[Aim of the task] The answer must be every line of the records in which the string "shorts" appears.

--- Available data ---

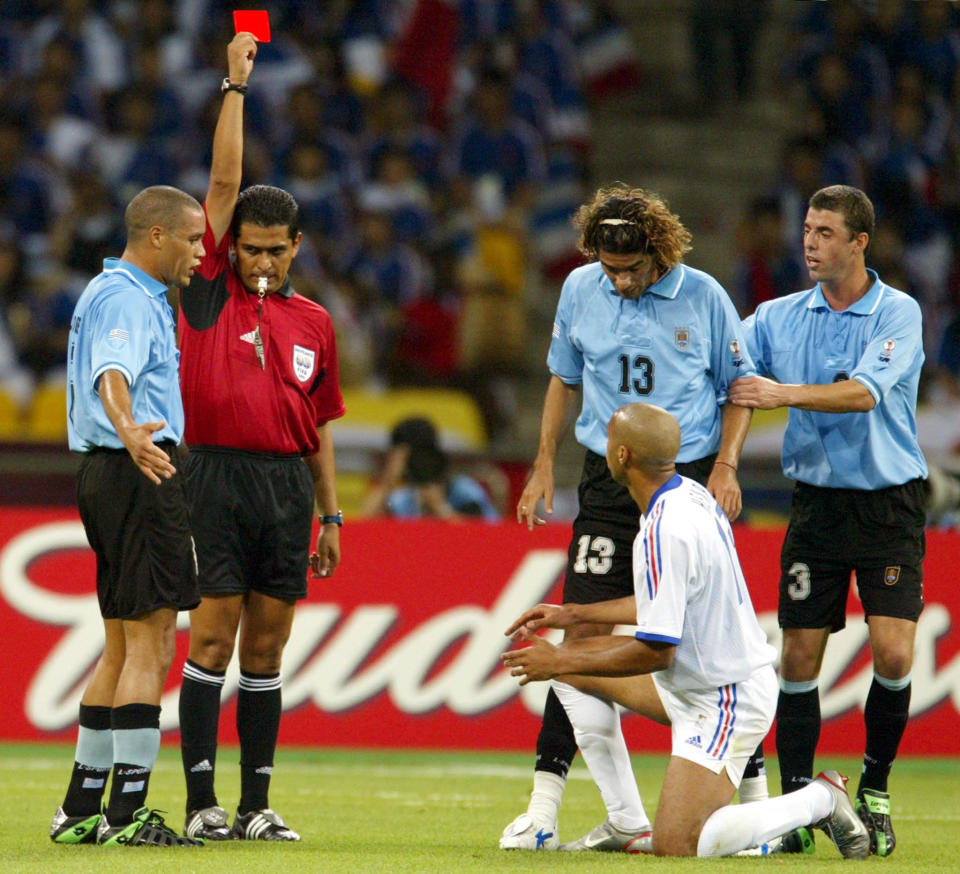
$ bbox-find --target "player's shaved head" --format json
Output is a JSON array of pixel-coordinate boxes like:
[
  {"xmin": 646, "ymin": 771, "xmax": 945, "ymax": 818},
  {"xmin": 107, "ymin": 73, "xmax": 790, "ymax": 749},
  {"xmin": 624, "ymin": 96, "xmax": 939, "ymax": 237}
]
[
  {"xmin": 610, "ymin": 403, "xmax": 680, "ymax": 475},
  {"xmin": 125, "ymin": 185, "xmax": 203, "ymax": 242}
]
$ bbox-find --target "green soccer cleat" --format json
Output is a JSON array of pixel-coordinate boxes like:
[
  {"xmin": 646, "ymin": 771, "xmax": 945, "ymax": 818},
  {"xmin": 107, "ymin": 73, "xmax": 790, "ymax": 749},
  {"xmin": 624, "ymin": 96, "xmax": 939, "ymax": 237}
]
[
  {"xmin": 97, "ymin": 807, "xmax": 204, "ymax": 846},
  {"xmin": 773, "ymin": 825, "xmax": 816, "ymax": 853},
  {"xmin": 856, "ymin": 788, "xmax": 896, "ymax": 857},
  {"xmin": 49, "ymin": 807, "xmax": 102, "ymax": 844}
]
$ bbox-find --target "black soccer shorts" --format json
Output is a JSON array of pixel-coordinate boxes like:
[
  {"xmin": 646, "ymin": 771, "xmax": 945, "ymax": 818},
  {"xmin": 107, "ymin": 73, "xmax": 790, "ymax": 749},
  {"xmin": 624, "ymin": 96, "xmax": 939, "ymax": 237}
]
[
  {"xmin": 77, "ymin": 443, "xmax": 200, "ymax": 619},
  {"xmin": 185, "ymin": 446, "xmax": 314, "ymax": 601},
  {"xmin": 778, "ymin": 478, "xmax": 926, "ymax": 631},
  {"xmin": 562, "ymin": 450, "xmax": 716, "ymax": 604}
]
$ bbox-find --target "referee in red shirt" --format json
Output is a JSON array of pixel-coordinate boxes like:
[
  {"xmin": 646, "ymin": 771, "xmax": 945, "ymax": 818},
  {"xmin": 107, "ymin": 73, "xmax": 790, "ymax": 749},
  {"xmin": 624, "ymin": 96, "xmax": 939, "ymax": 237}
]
[{"xmin": 176, "ymin": 33, "xmax": 344, "ymax": 842}]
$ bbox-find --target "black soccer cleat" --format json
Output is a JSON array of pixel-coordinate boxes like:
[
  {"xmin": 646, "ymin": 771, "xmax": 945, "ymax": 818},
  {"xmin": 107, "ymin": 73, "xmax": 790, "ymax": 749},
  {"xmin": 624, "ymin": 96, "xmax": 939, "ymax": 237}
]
[
  {"xmin": 97, "ymin": 807, "xmax": 204, "ymax": 846},
  {"xmin": 230, "ymin": 808, "xmax": 300, "ymax": 841}
]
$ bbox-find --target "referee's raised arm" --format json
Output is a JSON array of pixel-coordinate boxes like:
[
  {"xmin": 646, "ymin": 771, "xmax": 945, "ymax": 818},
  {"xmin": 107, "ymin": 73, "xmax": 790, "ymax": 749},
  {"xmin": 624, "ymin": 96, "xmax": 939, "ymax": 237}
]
[{"xmin": 205, "ymin": 32, "xmax": 257, "ymax": 245}]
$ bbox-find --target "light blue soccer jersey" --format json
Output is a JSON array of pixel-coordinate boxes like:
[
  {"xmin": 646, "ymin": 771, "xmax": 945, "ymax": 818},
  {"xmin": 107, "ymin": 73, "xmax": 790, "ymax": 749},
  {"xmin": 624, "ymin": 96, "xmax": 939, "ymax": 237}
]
[
  {"xmin": 547, "ymin": 262, "xmax": 754, "ymax": 461},
  {"xmin": 742, "ymin": 269, "xmax": 927, "ymax": 488},
  {"xmin": 67, "ymin": 258, "xmax": 184, "ymax": 451}
]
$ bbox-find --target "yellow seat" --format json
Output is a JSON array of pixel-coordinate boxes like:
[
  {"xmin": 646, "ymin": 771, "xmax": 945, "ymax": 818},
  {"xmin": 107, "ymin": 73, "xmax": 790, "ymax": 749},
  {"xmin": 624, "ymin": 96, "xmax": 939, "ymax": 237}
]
[
  {"xmin": 0, "ymin": 387, "xmax": 23, "ymax": 440},
  {"xmin": 25, "ymin": 383, "xmax": 68, "ymax": 443},
  {"xmin": 332, "ymin": 387, "xmax": 488, "ymax": 452}
]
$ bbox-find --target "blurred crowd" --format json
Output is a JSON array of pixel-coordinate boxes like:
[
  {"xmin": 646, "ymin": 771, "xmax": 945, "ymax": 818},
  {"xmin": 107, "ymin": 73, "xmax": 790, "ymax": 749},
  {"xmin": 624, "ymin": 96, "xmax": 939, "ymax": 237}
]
[
  {"xmin": 733, "ymin": 0, "xmax": 960, "ymax": 402},
  {"xmin": 5, "ymin": 0, "xmax": 960, "ymax": 453},
  {"xmin": 0, "ymin": 0, "xmax": 639, "ymax": 441}
]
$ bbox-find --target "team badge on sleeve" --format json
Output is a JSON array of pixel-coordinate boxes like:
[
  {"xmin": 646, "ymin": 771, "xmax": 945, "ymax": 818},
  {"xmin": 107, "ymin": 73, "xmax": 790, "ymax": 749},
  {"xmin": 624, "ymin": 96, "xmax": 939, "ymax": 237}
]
[
  {"xmin": 879, "ymin": 338, "xmax": 896, "ymax": 363},
  {"xmin": 674, "ymin": 327, "xmax": 690, "ymax": 349},
  {"xmin": 884, "ymin": 566, "xmax": 901, "ymax": 586},
  {"xmin": 293, "ymin": 345, "xmax": 316, "ymax": 382},
  {"xmin": 729, "ymin": 338, "xmax": 744, "ymax": 367}
]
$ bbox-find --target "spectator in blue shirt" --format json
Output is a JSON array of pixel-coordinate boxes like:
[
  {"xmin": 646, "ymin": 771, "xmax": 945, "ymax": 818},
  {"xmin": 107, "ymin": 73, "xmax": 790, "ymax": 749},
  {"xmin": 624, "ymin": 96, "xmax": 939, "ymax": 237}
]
[{"xmin": 361, "ymin": 416, "xmax": 501, "ymax": 521}]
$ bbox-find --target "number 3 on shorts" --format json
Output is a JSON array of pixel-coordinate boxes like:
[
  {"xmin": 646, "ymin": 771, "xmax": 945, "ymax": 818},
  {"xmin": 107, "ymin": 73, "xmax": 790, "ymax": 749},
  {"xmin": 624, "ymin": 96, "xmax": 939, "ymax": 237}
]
[
  {"xmin": 787, "ymin": 561, "xmax": 812, "ymax": 600},
  {"xmin": 573, "ymin": 535, "xmax": 614, "ymax": 574}
]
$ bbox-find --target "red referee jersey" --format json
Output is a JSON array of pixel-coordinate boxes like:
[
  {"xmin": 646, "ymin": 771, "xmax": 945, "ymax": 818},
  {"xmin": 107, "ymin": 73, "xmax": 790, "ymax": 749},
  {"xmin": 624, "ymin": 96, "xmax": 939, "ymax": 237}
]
[{"xmin": 178, "ymin": 217, "xmax": 344, "ymax": 455}]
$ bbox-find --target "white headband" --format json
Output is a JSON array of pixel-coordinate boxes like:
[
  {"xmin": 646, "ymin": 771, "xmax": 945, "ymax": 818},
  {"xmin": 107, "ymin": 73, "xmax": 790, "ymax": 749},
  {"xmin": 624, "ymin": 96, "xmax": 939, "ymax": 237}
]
[{"xmin": 598, "ymin": 218, "xmax": 635, "ymax": 226}]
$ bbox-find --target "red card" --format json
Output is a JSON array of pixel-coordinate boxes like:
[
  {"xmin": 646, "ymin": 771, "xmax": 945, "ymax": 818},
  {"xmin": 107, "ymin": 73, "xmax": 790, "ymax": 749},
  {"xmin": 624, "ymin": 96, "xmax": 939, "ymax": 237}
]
[{"xmin": 233, "ymin": 10, "xmax": 271, "ymax": 42}]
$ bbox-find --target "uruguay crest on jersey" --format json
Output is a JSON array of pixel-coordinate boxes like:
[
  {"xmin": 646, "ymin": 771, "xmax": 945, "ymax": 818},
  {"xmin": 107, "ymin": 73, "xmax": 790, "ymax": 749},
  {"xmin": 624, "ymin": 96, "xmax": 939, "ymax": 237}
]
[
  {"xmin": 674, "ymin": 326, "xmax": 690, "ymax": 349},
  {"xmin": 293, "ymin": 344, "xmax": 316, "ymax": 382}
]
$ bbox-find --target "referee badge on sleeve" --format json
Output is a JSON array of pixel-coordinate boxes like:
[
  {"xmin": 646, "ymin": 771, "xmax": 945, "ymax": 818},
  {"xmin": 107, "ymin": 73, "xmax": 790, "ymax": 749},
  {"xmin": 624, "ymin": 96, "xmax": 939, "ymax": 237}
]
[
  {"xmin": 884, "ymin": 566, "xmax": 901, "ymax": 586},
  {"xmin": 293, "ymin": 345, "xmax": 316, "ymax": 382}
]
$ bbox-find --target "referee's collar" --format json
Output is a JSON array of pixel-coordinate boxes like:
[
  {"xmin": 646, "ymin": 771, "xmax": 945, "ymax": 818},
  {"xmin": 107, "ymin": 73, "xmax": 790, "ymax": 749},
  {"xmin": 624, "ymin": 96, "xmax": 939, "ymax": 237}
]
[
  {"xmin": 647, "ymin": 472, "xmax": 682, "ymax": 513},
  {"xmin": 808, "ymin": 268, "xmax": 884, "ymax": 315},
  {"xmin": 102, "ymin": 258, "xmax": 169, "ymax": 298}
]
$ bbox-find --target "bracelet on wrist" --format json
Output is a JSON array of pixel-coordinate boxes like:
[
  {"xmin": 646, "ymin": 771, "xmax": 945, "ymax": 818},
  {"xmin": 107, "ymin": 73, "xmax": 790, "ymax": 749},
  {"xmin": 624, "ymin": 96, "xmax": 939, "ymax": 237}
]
[
  {"xmin": 320, "ymin": 510, "xmax": 343, "ymax": 527},
  {"xmin": 713, "ymin": 459, "xmax": 737, "ymax": 472}
]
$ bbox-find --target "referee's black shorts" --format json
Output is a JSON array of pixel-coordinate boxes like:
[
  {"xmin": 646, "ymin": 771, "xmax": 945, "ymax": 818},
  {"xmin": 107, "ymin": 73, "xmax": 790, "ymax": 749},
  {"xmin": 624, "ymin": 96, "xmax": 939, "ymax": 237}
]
[
  {"xmin": 778, "ymin": 478, "xmax": 926, "ymax": 631},
  {"xmin": 77, "ymin": 442, "xmax": 200, "ymax": 620},
  {"xmin": 184, "ymin": 446, "xmax": 314, "ymax": 602},
  {"xmin": 562, "ymin": 450, "xmax": 716, "ymax": 604}
]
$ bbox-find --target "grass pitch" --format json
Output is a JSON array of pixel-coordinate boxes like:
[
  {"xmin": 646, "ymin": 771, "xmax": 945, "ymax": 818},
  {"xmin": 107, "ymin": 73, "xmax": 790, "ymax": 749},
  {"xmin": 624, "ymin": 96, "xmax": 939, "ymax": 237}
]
[{"xmin": 3, "ymin": 743, "xmax": 958, "ymax": 873}]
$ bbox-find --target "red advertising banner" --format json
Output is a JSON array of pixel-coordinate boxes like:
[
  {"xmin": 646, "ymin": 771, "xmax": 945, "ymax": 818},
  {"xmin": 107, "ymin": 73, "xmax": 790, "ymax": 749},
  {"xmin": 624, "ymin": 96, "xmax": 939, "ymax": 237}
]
[{"xmin": 1, "ymin": 507, "xmax": 958, "ymax": 754}]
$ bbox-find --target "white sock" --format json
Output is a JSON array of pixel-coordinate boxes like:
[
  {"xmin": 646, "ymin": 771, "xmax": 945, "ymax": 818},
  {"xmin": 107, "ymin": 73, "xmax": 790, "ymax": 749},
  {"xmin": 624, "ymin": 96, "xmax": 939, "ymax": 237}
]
[
  {"xmin": 552, "ymin": 680, "xmax": 649, "ymax": 831},
  {"xmin": 527, "ymin": 771, "xmax": 565, "ymax": 823},
  {"xmin": 738, "ymin": 774, "xmax": 769, "ymax": 803},
  {"xmin": 697, "ymin": 781, "xmax": 833, "ymax": 857}
]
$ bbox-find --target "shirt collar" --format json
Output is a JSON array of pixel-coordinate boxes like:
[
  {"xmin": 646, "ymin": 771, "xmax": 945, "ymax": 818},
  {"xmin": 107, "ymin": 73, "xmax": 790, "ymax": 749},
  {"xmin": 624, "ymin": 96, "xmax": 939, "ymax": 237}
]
[
  {"xmin": 807, "ymin": 268, "xmax": 884, "ymax": 315},
  {"xmin": 601, "ymin": 264, "xmax": 684, "ymax": 300},
  {"xmin": 102, "ymin": 257, "xmax": 170, "ymax": 298},
  {"xmin": 646, "ymin": 472, "xmax": 683, "ymax": 514}
]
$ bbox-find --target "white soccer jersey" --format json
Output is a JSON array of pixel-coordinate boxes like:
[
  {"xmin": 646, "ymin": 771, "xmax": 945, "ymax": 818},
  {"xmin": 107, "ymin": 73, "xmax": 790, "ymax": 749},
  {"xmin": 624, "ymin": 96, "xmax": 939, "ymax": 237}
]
[{"xmin": 633, "ymin": 475, "xmax": 776, "ymax": 693}]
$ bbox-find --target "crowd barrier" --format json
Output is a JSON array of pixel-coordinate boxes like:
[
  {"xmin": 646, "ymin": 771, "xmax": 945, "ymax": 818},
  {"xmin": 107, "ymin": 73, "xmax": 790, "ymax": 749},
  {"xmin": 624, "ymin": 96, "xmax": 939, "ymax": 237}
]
[{"xmin": 1, "ymin": 509, "xmax": 957, "ymax": 754}]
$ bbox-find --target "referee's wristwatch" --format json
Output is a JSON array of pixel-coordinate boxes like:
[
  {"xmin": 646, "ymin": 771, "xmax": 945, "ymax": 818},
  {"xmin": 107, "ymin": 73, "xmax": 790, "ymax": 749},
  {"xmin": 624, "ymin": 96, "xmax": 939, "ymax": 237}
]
[
  {"xmin": 220, "ymin": 77, "xmax": 248, "ymax": 95},
  {"xmin": 320, "ymin": 510, "xmax": 343, "ymax": 527}
]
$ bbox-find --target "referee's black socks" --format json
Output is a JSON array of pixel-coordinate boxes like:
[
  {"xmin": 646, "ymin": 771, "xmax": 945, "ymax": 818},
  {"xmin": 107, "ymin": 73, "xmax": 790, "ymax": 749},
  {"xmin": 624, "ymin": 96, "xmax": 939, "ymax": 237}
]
[
  {"xmin": 237, "ymin": 669, "xmax": 282, "ymax": 814},
  {"xmin": 180, "ymin": 659, "xmax": 226, "ymax": 812}
]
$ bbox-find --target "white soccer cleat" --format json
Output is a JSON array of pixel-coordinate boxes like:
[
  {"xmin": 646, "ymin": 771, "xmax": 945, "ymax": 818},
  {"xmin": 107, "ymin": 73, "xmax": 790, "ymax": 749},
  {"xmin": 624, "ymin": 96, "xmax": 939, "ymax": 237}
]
[
  {"xmin": 499, "ymin": 813, "xmax": 559, "ymax": 850},
  {"xmin": 559, "ymin": 819, "xmax": 652, "ymax": 853}
]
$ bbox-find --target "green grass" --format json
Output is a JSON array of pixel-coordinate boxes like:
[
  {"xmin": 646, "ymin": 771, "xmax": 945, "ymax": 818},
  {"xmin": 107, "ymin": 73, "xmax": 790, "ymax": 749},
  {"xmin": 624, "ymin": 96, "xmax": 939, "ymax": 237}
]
[{"xmin": 3, "ymin": 743, "xmax": 959, "ymax": 873}]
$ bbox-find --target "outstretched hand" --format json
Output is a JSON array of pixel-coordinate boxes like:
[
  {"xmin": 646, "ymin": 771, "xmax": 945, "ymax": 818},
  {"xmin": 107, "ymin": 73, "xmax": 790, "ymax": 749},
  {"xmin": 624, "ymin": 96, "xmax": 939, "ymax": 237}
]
[
  {"xmin": 503, "ymin": 603, "xmax": 573, "ymax": 638},
  {"xmin": 120, "ymin": 420, "xmax": 175, "ymax": 484},
  {"xmin": 501, "ymin": 628, "xmax": 560, "ymax": 685}
]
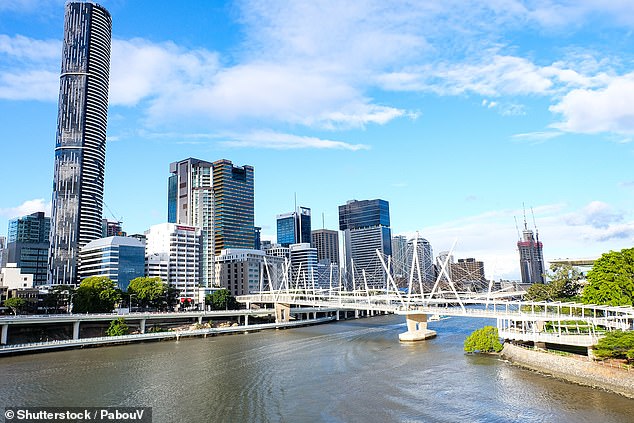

---

[Exercise output]
$ bbox-find --target "black soccer shorts" --format json
$ bbox-find --target "number 3 on shorts" --format json
$ bbox-find --target "referee's black shorts" --format json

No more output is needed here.